Short exercise: Give all of the lines again, with nothing added or dropped.

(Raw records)
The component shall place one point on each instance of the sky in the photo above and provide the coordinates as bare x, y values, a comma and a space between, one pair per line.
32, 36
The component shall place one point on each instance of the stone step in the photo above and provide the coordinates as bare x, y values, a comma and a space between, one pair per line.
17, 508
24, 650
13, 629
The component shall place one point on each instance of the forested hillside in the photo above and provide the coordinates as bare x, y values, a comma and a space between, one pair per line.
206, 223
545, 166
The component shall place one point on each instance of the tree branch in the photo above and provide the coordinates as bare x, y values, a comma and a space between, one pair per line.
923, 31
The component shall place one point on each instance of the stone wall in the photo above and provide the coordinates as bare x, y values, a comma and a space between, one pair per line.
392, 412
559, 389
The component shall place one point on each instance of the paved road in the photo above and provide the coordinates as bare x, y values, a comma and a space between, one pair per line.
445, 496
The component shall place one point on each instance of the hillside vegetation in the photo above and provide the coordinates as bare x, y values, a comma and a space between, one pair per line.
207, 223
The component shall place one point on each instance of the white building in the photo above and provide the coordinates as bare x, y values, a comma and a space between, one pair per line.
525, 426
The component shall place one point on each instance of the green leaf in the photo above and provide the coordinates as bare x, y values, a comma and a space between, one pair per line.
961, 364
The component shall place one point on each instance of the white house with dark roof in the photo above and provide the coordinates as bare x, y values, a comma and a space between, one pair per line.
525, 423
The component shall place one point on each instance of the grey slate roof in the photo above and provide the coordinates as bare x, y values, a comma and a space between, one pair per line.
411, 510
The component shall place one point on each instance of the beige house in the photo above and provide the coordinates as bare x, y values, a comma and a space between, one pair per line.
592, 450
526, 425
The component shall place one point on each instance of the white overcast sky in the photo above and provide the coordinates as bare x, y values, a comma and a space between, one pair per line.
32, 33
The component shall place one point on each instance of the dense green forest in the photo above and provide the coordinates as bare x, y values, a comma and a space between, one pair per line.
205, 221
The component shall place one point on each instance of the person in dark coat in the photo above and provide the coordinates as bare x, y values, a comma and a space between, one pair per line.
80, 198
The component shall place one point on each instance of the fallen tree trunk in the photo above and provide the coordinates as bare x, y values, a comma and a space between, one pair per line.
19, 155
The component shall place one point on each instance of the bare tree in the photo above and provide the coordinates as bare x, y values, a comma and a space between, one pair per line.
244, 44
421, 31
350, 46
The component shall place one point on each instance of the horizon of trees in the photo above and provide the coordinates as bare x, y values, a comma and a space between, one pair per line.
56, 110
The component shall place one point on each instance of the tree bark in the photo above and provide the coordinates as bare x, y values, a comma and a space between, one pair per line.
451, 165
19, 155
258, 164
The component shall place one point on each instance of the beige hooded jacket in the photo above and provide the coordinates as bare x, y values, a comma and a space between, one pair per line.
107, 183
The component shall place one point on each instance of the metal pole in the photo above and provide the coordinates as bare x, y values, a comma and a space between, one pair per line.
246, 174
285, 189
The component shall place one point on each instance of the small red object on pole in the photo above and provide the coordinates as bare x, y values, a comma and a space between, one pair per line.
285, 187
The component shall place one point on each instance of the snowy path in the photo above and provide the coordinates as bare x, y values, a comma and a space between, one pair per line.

Answer in full:
The component shall place one point on each instance of the sky in the photo above and provide the coordinates as bare x, y values, a comma and a space between, one pair per line.
32, 36
The component shall place one point on each instance of the stone step in the photo above and provide the coordinates as bare x, y values, a comma and a space between, one pair per line.
17, 508
24, 650
13, 629
The component shall place one point on each instance of the forested hillside in the photo above and provide the coordinates as bare x, y values, a comma and a space between, one pair per line.
206, 223
545, 166
The component shall place one point on each instance of the tree branch in the photo above and provide the coordinates as bare x, y values, a comma and a space between, one pair per line.
923, 31
The component shall place one point on each instance of the stone wall in the photo above and provide the coordinates as bare x, y values, a comma and a space between, one pair per line.
392, 412
559, 389
The component shall place one point on each instance of the paved road in the photo above and provide the coordinates as bare x, y values, a comma and a space between, one pair per line.
445, 496
The component shall place one point on each instance of the hillside vegetation in the photo above and provide the coordinates as bare x, y values, a comma and a space between, one pair per line.
207, 223
The component shall place one point on each instance of the white building in the photo above and provide the coordinates as bare x, y values, a comma and a space between, one pair per line.
525, 426
The component shall place one point on each instance of the green leaf in the photo above and provide the coordinates as bare x, y values, a comma and a space between, one pair per line.
961, 364
The component shall place one point on each instance of the white house with dark roof in the photo above and provide the coordinates as bare x, y values, a comma and a space between, one pair per line.
525, 423
The component shall place one point on each instance of the grey slate roof in the photo above and provide the coordinates as bare x, y values, a comma and a space between, one pair per line.
411, 510
The component shall place one point on each instance of the beige house in the photo above and provide the coordinates as bare x, y values, a comma and a space between, one pair per line.
592, 450
526, 425
The component shall place one point on each instance of the white overcast sky in the photo above and provide the coordinates as bare x, y values, a comma and a space between, one pair per line.
32, 33
The component shall place one point on each instance of the dense green forest in the photo above and provide the coordinates as bare x, y values, a comma and a space between, one pair per line.
205, 221
The component shall place one point on each instance of the person in dark coat in the photo above and provide the coordinates as bare x, y values, a comma and a space between, one pair per line.
80, 198
The component shall place one point on each instance of the fallen tree trunk in the photo above and provide the coordinates as bare x, y values, a comma and a space between, one pair per line.
19, 155
The component shall place one point on each instance of the bare tree in the photo above and provide the coordinates as bare x, y values, a comma and a space between, one pair per line.
244, 44
421, 31
350, 46
The component shall place one point on each instance of the horizon of trees in the photo above and provide the coordinates as bare x, y values, a comma and a space between, one pair per line.
56, 110
The component shall place one point on each instance of the tree bark in the photo above and provide the coordinates as bare x, y values, a comma and a space between, one pair per line.
451, 165
19, 155
258, 164
The component shall place one point on each instance of the beige hooded jacket in the photo above and provide the coordinates as bare x, y values, a comma and a space between, one pair per line.
107, 183
The component shall place one point on each instance of the metal pole in the photo above and provide the coordinates as bare x, y values, a comma and a space between, one pair per line.
246, 174
285, 189
The component shall place one point on each instance of the small red object on pole in the photo above and provide the coordinates as bare x, y values, a comma and a space between, one pair per line.
285, 187
The component shall place one point on each instance of the snowy path in the photo above and provide the coordinates as bare x, y values, a comma and a space between, one pair per line.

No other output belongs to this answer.